BEGIN

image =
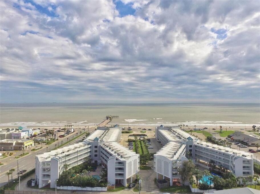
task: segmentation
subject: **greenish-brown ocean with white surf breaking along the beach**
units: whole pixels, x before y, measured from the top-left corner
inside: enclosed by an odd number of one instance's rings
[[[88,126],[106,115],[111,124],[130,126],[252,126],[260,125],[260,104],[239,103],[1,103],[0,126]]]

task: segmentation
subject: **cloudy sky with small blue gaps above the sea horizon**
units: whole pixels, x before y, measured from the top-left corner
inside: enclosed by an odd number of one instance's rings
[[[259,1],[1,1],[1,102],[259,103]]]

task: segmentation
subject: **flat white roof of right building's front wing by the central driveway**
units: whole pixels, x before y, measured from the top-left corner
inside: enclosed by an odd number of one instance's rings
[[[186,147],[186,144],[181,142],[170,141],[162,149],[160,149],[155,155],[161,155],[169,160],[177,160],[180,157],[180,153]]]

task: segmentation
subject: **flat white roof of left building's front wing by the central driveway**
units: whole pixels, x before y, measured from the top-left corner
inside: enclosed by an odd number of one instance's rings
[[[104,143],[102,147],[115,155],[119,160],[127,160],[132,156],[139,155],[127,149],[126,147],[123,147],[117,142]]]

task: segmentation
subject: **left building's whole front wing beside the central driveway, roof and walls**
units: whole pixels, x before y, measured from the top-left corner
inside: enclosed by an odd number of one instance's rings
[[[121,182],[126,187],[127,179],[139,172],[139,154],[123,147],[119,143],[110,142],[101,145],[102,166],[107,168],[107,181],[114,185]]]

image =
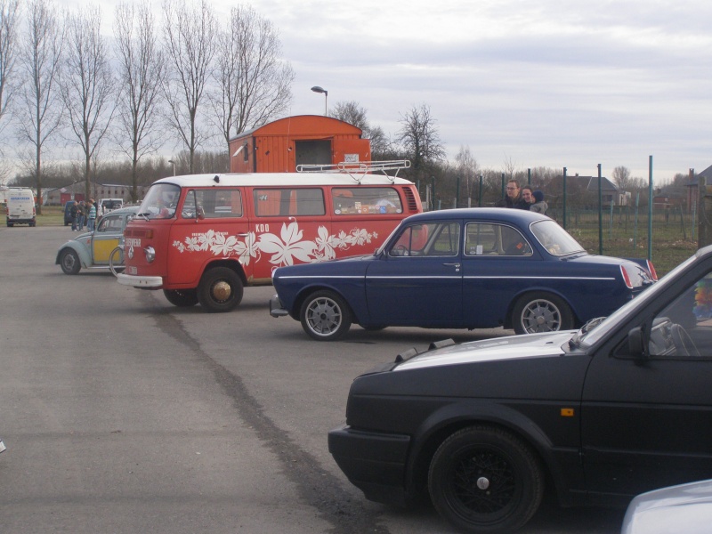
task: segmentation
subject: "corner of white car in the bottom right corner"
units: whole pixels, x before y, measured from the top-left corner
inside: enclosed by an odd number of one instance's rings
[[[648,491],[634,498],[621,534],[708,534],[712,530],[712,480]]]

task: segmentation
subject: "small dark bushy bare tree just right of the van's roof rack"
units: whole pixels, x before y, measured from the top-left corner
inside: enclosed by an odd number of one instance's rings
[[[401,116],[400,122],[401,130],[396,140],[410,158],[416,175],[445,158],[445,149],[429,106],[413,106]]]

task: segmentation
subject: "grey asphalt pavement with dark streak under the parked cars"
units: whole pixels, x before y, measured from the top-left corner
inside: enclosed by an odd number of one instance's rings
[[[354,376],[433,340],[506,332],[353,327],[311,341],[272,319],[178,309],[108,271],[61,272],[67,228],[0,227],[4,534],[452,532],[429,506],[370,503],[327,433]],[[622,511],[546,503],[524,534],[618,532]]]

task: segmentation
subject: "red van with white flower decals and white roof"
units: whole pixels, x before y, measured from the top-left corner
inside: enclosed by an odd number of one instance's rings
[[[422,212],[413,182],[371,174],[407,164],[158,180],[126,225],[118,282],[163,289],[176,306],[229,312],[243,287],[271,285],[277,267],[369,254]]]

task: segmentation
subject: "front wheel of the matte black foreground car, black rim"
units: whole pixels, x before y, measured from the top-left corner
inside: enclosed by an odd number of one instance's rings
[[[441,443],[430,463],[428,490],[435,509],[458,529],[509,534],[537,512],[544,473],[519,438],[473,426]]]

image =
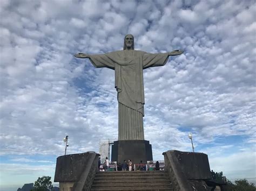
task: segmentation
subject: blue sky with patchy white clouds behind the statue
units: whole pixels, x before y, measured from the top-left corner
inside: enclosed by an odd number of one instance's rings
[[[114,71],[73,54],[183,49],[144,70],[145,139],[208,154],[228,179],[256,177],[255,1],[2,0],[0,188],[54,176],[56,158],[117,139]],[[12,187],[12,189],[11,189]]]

END

Problem details: In your copy of the entries above, leave out the pictures and keep every word exact.

Answer:
image =
task: segmentation
subject: **greenish-brown ocean with white surf breaking along the beach**
units: whole pixels, x before y, measured from the top-left corner
inside: enclosed by an odd number of one instance's rings
[[[88,126],[106,115],[111,124],[130,126],[252,126],[260,125],[260,104],[239,103],[1,103],[0,126]]]

task: segmentation
subject: **cloudy sky with small blue gaps above the sea horizon**
units: whole pixels, x before y, measured from the top-left corner
inside: enclosed by an odd number of one instance's rings
[[[259,1],[1,1],[1,102],[259,103]]]

task: segmentation
subject: **flat white roof of right building's front wing by the central driveway**
units: whole pixels, x before y, measured from the top-left corner
inside: enclosed by an odd number of one instance's rings
[[[186,147],[186,144],[181,142],[170,141],[162,149],[160,149],[155,155],[161,155],[169,160],[177,160],[180,157],[180,153]]]

task: segmentation
subject: **flat white roof of left building's front wing by the central driveway**
units: whole pixels, x before y, measured from the top-left corner
inside: enclosed by an odd number of one instance's rings
[[[104,143],[102,147],[115,155],[119,160],[127,160],[132,156],[139,155],[127,149],[126,147],[123,147],[117,142]]]

task: segmentation
subject: **left building's whole front wing beside the central driveway, roof and walls**
units: whole pixels, x before y, measured from the top-left corner
inside: enclosed by an odd number of one instance's rings
[[[121,182],[126,187],[127,179],[139,172],[139,154],[123,147],[119,143],[110,142],[101,145],[102,166],[107,168],[107,181],[114,185]]]

image =
task: segmentation
subject: "corner of white car in the bottom right corner"
units: whole pixels, x before y, measured from the top-left corner
inside: enclosed by an odd number of one instance's rings
[[[648,491],[634,498],[621,534],[708,534],[712,530],[712,480]]]

task: segmentation
subject: "small dark bushy bare tree just right of the van's roof rack"
units: whole pixels, x before y, measured from the top-left corner
inside: enclosed by an odd number of one instance's rings
[[[401,116],[400,122],[401,130],[396,140],[410,158],[416,175],[445,158],[445,149],[429,106],[413,106]]]

task: segmentation
subject: "grey asphalt pavement with dark streak under the parked cars"
units: whole pixels, x before y, measured from the top-left corner
inside: enclosed by an odd number of one instance's rings
[[[354,376],[433,340],[506,332],[353,327],[311,341],[272,319],[178,309],[108,271],[61,272],[67,228],[0,227],[4,534],[452,532],[429,506],[370,503],[327,433]],[[622,511],[546,503],[524,534],[618,532]]]

task: segmentation
subject: "red van with white flower decals and white roof"
units: whole pixels, x before y, measured from the top-left corner
inside: enclosed by an odd number of one instance's rings
[[[422,212],[413,182],[371,174],[407,164],[158,180],[126,225],[118,282],[163,289],[176,306],[229,312],[243,287],[271,285],[277,267],[369,254]]]

task: segmentation
subject: "front wheel of the matte black foreground car, black rim"
units: whole pixels, x before y, measured from the top-left corner
inside: enclosed by an odd number of one instance's rings
[[[441,443],[430,463],[428,490],[435,509],[458,529],[509,534],[537,512],[544,473],[519,438],[473,426]]]

image =
task: segmentation
subject: blue sky with patchy white clouds behind the statue
units: whole pixels, x before y, measured from the top-left corner
inside: enclosed by an odd number of one instance's rings
[[[114,71],[73,54],[183,49],[144,70],[145,139],[208,154],[228,179],[256,177],[255,1],[2,0],[0,188],[54,176],[56,158],[117,139]],[[12,187],[12,189],[11,189]]]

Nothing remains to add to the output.